··· PASSAGE

Posts Tagged ‘Ali Smith’

‘Gliff’ by Ali Smith – Briar and Rose, Two Innocents in the Harsh Modern World

 

‘Gliff’ by Ali Smith     (2025) – 274 pages

 

In ‘Gliff” the two young girls Briar and Rose are left on their own. Briar, the older sister, is around 13 while Rose is around 11. Briar tells the story.

Here is an example of how the sisters Briar and Rose talk to each other:

Then she said,

Bri. What actually is trust?

Eh, I said. It’s you know.

I don’t, she said.

You trust me, yeah?

First tell me what it is, then I’ll tell you, she said.

Their mother had to leave and is working in another country. Later we learn that their mother was fired from her job for being a whistle blower pointing out the dangers of the chemical that they were making at the weed killer factory where she worked. She has become a UV – an Unverifiable – and thus not welcome in her home country anymore.

A whistleblower means someone who tells the truth about something when other people don’t want anybody to tell the truth about it.”

Though the daughters have done nothing wrong themselves, they are now Unverifiables too. At first they live on canned food in their old house. Later they move into a communal house with a group of other Unverifiables.

Gliff is the name of a horse that the sisters save from the abattoir and they take into their house (which I had difficulty picturing).

The various strands of this fable or allegory never congealed into a reasonable plot for me. The parts of ‘Gliff’ seemed scattered and disjointed almost to the point of incoherence. There is the story of the two young sisters living on their own with the horse ‘Gliff’ staying in their house. Then suddenly the sisters are living in a communal housing arrangement with other Unverifiables. And then we have the scenes five years later when Briar is more grown up which made even less sense to me.

······

— DIRECTIVE 1 —
Answer these questions using the review:
(a) About how old are Briar and Rose?
(b) Why was their mother fired from her job?
(c) Where does Gliff come from before the sisters take the horse into their house?
— DIRECTIVE 2 —
Summarize the review in two sentences.
— DIRECTIVE 3 —
Reproduce everything from "A whistleblower means" down to "of other Unverifiables." in the review.

··· SUPPLIED MATERIAL

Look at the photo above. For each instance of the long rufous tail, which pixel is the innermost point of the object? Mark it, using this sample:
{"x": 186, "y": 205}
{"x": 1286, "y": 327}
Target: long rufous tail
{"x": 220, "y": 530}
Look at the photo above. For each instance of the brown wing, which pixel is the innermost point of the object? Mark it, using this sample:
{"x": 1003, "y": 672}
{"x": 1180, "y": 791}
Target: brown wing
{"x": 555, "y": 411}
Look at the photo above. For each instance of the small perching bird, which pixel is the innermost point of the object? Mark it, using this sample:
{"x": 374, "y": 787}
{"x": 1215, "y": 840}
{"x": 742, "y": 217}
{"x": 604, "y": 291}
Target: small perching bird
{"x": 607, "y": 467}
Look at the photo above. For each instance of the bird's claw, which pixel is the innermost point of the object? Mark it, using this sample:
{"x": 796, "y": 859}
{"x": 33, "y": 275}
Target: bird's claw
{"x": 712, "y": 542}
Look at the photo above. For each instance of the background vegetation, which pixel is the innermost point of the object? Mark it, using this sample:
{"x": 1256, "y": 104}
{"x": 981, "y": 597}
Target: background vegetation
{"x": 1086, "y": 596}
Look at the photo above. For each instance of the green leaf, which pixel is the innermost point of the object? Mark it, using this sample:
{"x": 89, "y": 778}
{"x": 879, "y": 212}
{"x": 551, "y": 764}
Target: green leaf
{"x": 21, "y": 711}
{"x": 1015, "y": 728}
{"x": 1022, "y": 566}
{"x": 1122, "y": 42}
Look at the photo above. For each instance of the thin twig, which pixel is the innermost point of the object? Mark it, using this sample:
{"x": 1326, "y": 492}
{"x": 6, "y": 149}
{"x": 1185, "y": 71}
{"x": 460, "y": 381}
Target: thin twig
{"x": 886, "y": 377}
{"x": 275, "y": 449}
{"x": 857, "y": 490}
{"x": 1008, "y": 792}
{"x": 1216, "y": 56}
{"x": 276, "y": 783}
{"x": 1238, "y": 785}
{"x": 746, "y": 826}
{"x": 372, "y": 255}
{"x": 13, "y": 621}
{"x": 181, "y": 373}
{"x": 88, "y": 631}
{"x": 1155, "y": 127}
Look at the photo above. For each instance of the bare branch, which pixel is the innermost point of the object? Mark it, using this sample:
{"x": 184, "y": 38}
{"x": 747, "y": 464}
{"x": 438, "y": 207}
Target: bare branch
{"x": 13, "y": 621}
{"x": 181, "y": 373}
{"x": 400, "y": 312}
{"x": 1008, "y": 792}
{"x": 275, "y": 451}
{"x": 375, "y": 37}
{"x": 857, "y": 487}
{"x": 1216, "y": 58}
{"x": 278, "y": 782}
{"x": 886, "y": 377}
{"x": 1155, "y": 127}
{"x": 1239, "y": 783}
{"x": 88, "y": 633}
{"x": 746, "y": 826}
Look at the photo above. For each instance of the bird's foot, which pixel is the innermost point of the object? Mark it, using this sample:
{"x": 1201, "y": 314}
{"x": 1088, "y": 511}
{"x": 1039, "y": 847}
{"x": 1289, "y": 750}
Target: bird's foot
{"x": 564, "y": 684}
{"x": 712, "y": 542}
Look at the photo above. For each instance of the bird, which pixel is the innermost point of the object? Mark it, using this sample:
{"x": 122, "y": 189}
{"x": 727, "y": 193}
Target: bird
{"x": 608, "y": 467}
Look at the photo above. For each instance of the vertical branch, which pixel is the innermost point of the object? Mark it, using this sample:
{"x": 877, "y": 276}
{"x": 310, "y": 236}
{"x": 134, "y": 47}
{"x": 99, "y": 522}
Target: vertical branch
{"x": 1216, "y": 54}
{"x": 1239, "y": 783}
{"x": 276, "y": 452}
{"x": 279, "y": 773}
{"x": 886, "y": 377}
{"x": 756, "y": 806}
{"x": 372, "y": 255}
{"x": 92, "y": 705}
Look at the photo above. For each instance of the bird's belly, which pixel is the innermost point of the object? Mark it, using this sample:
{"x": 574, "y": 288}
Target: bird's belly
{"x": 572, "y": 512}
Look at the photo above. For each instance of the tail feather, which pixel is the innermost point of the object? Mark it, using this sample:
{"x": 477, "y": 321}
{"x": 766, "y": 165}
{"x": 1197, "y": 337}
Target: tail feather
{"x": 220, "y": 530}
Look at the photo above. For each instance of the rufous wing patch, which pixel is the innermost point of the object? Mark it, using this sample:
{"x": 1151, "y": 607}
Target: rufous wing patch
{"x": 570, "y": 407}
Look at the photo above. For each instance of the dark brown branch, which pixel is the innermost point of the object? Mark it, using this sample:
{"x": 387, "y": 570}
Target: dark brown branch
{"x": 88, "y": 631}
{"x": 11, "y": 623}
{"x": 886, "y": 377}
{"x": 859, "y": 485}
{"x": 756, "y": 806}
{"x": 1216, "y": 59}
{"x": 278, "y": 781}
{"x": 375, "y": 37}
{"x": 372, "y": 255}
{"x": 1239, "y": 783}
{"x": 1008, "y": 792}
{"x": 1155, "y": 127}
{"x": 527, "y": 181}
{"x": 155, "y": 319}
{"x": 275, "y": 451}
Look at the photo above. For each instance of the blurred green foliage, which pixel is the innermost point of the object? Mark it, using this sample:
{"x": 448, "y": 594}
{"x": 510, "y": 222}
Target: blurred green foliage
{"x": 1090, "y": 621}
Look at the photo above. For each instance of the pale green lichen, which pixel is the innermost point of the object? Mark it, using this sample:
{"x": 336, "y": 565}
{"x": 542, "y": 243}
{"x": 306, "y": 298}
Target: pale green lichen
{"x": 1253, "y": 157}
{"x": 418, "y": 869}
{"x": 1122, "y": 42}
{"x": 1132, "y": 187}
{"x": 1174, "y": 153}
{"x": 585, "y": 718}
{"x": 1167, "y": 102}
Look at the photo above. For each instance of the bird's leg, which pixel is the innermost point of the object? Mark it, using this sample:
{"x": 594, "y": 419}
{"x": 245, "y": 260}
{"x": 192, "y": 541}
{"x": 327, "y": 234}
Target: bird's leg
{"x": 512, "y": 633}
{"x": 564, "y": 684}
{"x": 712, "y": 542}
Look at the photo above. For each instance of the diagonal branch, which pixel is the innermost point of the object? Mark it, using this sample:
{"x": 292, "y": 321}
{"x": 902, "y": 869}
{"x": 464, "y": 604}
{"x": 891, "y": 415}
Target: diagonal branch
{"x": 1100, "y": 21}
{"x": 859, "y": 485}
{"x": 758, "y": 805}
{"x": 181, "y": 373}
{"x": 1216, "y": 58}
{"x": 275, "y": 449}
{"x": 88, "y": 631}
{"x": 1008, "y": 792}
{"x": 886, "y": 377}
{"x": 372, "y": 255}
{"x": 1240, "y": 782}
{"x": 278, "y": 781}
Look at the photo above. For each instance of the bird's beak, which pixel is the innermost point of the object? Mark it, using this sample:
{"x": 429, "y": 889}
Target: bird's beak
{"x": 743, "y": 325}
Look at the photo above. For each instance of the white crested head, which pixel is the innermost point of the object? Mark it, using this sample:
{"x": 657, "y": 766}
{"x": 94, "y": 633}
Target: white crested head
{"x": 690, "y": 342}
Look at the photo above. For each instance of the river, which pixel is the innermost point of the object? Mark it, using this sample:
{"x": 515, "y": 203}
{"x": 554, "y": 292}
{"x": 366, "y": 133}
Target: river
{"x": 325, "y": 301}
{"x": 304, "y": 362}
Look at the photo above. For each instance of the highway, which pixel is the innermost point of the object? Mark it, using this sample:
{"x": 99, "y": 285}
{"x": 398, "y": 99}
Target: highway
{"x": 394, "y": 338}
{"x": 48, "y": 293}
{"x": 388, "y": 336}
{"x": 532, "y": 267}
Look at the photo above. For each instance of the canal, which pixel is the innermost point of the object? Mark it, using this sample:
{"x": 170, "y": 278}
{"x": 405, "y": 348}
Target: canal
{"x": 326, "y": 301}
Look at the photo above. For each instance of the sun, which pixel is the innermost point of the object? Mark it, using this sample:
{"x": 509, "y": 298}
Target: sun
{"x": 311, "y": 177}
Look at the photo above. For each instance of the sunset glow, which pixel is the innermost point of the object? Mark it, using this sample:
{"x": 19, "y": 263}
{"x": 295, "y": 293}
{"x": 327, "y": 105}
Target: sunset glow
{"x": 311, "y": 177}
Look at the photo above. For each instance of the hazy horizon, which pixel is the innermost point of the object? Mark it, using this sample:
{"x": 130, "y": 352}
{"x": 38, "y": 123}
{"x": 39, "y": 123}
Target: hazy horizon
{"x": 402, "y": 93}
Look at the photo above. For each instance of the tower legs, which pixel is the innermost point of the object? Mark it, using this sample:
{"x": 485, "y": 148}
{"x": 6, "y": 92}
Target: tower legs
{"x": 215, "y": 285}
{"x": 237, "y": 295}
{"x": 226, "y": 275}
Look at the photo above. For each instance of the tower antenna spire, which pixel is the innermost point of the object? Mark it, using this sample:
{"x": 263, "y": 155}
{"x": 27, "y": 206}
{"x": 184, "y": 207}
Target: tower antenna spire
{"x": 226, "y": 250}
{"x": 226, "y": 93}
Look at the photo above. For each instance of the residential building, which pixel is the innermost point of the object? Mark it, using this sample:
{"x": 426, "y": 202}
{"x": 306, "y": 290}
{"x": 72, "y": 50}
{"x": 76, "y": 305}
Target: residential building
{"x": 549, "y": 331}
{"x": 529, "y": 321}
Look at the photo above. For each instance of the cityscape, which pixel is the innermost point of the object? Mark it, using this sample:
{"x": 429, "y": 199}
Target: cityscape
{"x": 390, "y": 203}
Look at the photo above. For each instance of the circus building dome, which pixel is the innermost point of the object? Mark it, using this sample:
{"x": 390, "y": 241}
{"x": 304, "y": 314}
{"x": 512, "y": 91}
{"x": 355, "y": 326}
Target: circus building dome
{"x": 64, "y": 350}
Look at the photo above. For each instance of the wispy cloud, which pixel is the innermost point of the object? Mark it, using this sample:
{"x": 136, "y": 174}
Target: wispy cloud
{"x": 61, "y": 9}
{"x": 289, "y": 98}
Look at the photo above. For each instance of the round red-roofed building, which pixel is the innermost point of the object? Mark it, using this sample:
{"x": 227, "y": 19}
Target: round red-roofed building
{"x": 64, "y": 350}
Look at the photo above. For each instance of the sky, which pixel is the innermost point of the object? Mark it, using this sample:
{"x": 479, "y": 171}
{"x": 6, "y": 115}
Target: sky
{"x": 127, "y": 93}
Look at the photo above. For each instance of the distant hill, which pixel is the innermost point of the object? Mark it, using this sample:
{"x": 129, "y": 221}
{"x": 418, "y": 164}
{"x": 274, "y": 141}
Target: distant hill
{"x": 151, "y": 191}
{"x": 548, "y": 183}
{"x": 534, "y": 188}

······

— COMPLETE OUTPUT 1 —
(a) Briar is around 13 and Rose is around 11.
(b) She was fired for being a whistleblower who pointed out the dangers of the chemical made at the weed killer factory where she worked.
(c) The sisters save Gliff from the abattoir.

— COMPLETE OUTPUT 2 —
The review describes Ali Smith's 2025 novel 'Gliff,' in which the sisters Briar and Rose are left on their own after their mother is fired as a whistleblower and becomes an Unverifiable, a status the girls then share. The reviewer found the book's strands scattered and disjointed: the sisters living with a horse named Gliff that they saved from the abattoir, their sudden move to a communal house with other Unverifiables, and scenes five years later.

— COMPLETE OUTPUT 3 —
A whistleblower means someone who tells the truth about something when other people don’t want anybody to tell the truth about it.”

Though the daughters have done nothing wrong themselves, they are now Unverifiables too. At first they live on canned food in their old house. Later they move into a communal house with a group of other Unverifiables.